DOCUMENT TEXT:
════════════════════
    But…I Ask you…don’t people have a right to know they’re ugly? And it’s our responsability, as orthodontists, to inform them accordingly. I guess not. I’ve never heard a plastic surgeon say “whoao that nose is hideous!”, to a lady who just wanted a little lipo.
    So maybe we’d be better off asking, like the afformentioned plastic surgeons, “what is it you don’t like about your appearance?” and work from there. And not by ruining a persons day saying “you’re hyperdivergent, retognathic, class II, decreased airway, with degerative joint disease, Williams Syndrome, long faced syndrome, mouth breather, and need surgery right away”, when all they wanted was to straighten there right central incisor that went astray when their wisdom teeth erupted (but that’s another can of worms).

  4. Orthodontics for eons was based on a 2-D assessment based on early teachings of “acceptable”, using the available diagnostic methodologies and limitations of serial lateral cephalometric imaging to assess “changes” in the face due to treatment/growth etc. For many of us old dogs, we have been profile based for all the years we have been (or were) in practice.
════════════════════
Continue the orthodontics commentary above, picking up after its last sentence.
════════════════════
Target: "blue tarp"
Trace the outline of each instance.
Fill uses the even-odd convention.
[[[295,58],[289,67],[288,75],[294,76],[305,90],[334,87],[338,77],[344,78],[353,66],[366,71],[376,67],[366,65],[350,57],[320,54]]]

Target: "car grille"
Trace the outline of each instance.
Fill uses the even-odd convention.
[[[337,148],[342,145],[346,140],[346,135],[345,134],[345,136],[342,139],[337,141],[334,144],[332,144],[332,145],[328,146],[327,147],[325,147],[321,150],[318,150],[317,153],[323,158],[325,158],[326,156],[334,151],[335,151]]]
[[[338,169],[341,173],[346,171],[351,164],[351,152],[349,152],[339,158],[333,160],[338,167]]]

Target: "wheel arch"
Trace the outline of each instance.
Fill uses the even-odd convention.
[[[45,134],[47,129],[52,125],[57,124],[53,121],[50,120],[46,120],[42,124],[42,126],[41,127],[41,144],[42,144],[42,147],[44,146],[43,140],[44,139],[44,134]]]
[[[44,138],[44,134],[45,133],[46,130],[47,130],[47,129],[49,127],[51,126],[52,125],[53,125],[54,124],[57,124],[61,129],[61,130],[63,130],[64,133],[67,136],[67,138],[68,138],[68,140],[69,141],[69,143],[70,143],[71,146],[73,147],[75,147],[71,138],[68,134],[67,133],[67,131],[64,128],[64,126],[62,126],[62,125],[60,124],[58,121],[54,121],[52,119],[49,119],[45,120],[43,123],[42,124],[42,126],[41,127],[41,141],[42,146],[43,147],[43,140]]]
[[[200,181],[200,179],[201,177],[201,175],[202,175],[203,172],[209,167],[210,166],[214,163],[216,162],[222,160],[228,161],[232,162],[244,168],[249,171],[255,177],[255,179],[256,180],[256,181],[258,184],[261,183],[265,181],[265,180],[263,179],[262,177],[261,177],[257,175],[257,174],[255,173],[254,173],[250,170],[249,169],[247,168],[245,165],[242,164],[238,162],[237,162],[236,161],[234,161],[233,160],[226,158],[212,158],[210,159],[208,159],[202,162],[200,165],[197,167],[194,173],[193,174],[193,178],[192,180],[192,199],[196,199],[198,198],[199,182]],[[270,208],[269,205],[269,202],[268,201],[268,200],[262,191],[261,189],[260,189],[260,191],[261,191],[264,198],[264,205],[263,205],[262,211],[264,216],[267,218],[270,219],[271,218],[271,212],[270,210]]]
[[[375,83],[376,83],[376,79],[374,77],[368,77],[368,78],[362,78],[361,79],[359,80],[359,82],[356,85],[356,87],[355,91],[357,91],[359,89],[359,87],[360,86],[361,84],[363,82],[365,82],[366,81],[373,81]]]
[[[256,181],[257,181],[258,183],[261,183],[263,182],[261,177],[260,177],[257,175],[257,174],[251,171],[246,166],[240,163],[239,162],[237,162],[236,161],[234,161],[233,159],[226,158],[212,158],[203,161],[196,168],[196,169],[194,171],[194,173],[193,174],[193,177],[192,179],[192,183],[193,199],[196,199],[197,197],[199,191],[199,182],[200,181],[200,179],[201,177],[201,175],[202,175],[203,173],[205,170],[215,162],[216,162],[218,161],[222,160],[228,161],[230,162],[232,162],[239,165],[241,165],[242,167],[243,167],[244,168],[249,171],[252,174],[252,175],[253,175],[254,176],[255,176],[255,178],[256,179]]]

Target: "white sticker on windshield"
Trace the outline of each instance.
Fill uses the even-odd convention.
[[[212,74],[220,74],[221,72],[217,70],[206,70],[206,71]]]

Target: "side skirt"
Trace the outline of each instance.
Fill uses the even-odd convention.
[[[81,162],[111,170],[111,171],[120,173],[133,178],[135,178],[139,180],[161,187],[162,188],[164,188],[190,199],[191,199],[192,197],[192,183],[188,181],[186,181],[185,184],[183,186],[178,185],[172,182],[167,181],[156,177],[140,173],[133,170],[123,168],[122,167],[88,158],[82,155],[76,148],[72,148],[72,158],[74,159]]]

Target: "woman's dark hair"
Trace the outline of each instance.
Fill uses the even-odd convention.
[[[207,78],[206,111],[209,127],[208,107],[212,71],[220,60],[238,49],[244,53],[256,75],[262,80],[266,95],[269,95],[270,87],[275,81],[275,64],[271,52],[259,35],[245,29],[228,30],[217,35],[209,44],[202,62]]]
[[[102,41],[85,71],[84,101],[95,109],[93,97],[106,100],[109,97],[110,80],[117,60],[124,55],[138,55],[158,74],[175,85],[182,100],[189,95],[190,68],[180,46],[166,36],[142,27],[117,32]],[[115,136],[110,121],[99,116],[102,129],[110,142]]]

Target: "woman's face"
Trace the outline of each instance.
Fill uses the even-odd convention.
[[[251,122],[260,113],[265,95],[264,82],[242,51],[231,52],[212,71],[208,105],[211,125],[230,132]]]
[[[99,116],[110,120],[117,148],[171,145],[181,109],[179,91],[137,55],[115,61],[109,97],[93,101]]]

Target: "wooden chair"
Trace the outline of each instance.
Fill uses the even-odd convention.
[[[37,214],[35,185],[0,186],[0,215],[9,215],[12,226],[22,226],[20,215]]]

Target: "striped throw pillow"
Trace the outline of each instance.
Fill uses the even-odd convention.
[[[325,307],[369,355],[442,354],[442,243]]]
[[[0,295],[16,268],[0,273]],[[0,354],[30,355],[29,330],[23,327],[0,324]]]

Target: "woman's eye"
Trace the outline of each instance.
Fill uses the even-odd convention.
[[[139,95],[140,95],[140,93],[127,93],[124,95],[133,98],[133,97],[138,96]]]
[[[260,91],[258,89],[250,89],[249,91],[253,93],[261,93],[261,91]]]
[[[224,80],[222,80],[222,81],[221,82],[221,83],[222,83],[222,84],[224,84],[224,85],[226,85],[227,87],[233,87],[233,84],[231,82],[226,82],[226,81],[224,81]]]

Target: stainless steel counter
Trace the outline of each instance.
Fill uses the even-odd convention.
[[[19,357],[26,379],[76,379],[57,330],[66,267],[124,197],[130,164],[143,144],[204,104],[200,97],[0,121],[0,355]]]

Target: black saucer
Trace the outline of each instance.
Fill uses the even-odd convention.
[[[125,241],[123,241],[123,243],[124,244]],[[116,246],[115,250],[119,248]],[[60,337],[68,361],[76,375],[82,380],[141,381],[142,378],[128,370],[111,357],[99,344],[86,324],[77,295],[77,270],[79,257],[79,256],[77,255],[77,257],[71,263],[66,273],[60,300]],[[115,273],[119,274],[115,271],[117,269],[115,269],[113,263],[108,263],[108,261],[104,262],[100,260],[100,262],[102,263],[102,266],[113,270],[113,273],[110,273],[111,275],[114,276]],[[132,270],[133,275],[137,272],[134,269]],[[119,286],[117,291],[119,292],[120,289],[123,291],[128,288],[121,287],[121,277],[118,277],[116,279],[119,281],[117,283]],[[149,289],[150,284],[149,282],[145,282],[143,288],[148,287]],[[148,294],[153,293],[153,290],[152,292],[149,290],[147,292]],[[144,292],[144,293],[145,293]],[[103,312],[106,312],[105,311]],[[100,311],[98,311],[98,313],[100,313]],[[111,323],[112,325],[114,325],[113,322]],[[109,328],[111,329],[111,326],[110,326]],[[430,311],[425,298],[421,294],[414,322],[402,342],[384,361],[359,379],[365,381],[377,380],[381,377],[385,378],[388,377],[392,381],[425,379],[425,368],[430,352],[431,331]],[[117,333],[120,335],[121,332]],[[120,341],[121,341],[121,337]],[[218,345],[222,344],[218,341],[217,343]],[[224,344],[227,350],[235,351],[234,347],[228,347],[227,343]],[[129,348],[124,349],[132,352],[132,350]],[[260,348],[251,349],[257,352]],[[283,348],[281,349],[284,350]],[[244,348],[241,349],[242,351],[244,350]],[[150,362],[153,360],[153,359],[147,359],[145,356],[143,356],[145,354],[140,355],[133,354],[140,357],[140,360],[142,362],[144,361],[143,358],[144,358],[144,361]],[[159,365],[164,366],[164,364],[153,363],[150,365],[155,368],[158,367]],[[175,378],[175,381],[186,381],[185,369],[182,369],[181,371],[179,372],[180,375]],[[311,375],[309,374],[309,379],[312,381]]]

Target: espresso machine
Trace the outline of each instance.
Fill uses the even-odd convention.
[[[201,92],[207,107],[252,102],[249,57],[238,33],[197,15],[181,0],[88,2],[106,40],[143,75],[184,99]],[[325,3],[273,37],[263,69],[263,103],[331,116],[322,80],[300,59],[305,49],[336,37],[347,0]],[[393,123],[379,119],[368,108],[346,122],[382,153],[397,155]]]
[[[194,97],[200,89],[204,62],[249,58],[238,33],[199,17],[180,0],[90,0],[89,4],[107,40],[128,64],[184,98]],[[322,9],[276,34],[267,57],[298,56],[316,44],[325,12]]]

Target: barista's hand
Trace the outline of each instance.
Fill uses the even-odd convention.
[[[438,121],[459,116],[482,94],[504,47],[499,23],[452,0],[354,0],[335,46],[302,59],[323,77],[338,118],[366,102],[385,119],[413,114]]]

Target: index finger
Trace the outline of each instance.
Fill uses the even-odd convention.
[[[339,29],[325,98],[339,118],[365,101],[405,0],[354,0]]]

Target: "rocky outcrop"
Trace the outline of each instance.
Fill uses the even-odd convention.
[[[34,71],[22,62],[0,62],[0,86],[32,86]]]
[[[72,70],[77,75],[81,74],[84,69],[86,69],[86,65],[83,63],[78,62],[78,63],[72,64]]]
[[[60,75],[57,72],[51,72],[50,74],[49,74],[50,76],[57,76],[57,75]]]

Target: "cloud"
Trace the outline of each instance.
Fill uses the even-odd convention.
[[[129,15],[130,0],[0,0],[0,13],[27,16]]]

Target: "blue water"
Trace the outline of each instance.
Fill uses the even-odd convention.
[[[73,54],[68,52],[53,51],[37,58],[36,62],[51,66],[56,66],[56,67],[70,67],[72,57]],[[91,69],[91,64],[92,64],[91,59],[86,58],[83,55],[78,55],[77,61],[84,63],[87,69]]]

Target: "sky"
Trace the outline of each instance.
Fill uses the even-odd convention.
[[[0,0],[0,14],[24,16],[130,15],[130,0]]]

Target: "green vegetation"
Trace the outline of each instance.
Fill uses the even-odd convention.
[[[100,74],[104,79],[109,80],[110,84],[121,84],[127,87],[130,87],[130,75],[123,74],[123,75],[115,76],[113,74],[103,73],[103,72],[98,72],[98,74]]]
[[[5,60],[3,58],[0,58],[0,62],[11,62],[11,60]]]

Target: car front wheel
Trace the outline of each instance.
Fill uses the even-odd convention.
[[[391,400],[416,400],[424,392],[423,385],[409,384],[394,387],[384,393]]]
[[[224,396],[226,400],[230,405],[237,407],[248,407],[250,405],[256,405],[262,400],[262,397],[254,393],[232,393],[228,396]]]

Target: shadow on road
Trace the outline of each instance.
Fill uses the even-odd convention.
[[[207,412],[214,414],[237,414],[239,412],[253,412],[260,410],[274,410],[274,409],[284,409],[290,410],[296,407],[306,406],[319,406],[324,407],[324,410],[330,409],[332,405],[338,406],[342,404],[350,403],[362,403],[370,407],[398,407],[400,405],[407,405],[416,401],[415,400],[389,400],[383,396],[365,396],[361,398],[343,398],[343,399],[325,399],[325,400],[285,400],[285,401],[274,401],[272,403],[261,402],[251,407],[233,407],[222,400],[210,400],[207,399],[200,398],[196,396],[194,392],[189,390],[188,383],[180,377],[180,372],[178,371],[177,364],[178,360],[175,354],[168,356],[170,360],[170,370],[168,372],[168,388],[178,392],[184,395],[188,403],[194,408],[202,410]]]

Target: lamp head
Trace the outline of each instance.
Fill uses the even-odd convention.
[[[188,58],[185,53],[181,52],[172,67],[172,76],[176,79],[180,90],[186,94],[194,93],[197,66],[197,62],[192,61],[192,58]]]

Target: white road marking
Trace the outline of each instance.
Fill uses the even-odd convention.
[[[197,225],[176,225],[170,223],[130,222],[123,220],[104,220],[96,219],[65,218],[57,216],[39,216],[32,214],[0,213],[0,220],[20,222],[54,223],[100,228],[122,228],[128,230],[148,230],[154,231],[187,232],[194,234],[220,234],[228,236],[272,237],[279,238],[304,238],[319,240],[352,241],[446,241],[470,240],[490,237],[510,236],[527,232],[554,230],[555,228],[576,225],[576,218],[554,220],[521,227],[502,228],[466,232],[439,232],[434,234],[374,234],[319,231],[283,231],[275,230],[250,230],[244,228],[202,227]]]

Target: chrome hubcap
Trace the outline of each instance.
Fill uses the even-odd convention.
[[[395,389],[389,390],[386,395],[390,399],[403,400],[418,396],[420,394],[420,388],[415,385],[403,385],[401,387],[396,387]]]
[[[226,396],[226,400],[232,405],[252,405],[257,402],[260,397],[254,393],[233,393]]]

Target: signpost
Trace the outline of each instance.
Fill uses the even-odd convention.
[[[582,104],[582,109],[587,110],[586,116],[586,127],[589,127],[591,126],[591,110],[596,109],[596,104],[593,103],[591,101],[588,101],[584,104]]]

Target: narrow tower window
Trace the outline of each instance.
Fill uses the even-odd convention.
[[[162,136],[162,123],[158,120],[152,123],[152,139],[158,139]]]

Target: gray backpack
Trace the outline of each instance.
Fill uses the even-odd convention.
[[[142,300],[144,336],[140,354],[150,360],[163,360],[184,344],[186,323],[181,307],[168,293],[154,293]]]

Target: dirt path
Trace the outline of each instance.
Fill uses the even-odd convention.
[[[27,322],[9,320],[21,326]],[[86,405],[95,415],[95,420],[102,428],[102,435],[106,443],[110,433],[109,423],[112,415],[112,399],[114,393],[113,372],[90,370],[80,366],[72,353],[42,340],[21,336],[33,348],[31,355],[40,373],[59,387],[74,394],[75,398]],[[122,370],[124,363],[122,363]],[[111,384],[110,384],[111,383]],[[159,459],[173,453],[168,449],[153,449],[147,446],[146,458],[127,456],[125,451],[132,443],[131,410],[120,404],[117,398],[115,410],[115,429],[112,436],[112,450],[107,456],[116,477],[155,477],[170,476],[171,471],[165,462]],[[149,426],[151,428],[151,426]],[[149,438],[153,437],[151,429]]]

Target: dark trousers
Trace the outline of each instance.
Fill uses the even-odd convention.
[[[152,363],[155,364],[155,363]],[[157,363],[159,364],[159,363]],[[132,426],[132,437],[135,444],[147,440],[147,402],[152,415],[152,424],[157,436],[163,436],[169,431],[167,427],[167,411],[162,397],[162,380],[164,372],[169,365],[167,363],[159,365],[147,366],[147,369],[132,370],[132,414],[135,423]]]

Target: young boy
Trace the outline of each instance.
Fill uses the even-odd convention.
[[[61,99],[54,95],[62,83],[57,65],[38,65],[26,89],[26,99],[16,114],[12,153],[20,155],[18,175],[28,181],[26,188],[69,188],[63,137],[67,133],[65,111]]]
════════════════════
RESULT:
    When one sits in on some facial assessment and aging courses given by MDs (dermatologists, plastics, ENT reconstructive surgeons, etc.) one sees now, a broader approach to facial aesthetics based on all of the components/dimensions of the face. They too have relied on profiles to start, but moved away from that sagittal view only a long time ago.
    Sagittal views were a good start, but now it is orthodontics turn to reduce all diagnosis and treatment planning from just one dimension and understand the face in all dimensions. Diversity of our patients now, new dimensions in imaging with photography and ionizing radiation (yes CBCT and the like) will continue to evolve and make the future even more interesting and exciting for those who are continual students, willing to learn and change. For 39 years, in this profession of orthodontics, I have seen some incredible changes. The future will be even more fun.

  5. Ugly is a relative thing and so is beauty. Confidence level plays a TREMENDOUS role in both. I’m here to help people be the best they can be and I’ll use my judgement to help each individual maximally. There is no one answer and our ability to find the best course of action for each patient is what we get paid big bucks for. Thanks so much for posting. You’ve really added to the conversation by brining this aspect into play.

  6. This is the best thing you’ve written and perhaps the most important conversation you’ve started. It seems you’re implying that we shouldn’t discuss surgery if the patient doesn’t have those treatment goals.

    That would be a great freedom to the orthodontic community – too often I look at a 13 year old girl and her daddy who thinks she’s the most precious thing in the world and wonder what kind of damage I might do by implying to her pre-teen personality that she’s imperfect.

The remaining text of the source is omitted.